> [Data for review]
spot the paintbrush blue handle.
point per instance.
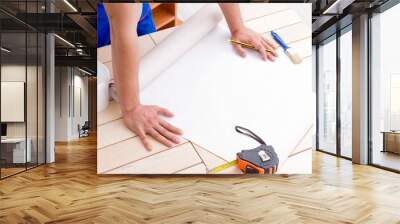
(278, 39)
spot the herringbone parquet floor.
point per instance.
(70, 191)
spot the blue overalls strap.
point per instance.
(144, 26)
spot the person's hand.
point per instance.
(262, 44)
(144, 120)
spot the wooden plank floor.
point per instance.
(70, 191)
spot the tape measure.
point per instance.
(261, 160)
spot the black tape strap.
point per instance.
(249, 133)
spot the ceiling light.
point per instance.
(70, 5)
(5, 50)
(64, 40)
(337, 7)
(84, 71)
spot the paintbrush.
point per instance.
(249, 46)
(294, 57)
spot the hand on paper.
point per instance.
(144, 120)
(262, 44)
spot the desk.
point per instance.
(391, 141)
(13, 150)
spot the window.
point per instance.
(346, 92)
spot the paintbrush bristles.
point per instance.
(293, 56)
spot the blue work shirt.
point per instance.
(144, 26)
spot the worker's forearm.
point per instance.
(232, 16)
(126, 70)
(125, 55)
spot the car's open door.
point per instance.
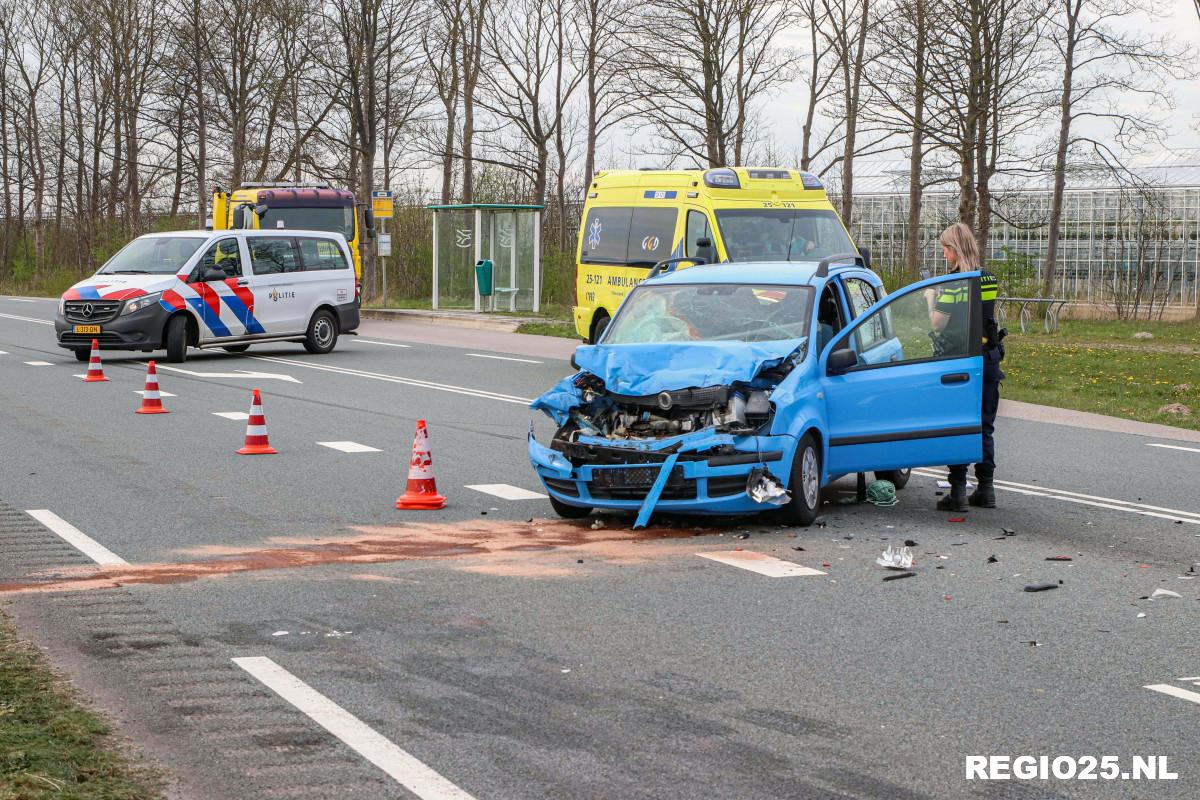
(904, 383)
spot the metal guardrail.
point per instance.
(1053, 307)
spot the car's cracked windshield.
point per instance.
(781, 234)
(712, 312)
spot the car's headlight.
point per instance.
(138, 304)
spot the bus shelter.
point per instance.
(504, 234)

> [Exercise details]
Copy every line from the records that holds the string "paintbrush".

> [Result of the task]
spot the paintbrush blue handle.
spot the paintbrush.
spot the paintbrush bristles.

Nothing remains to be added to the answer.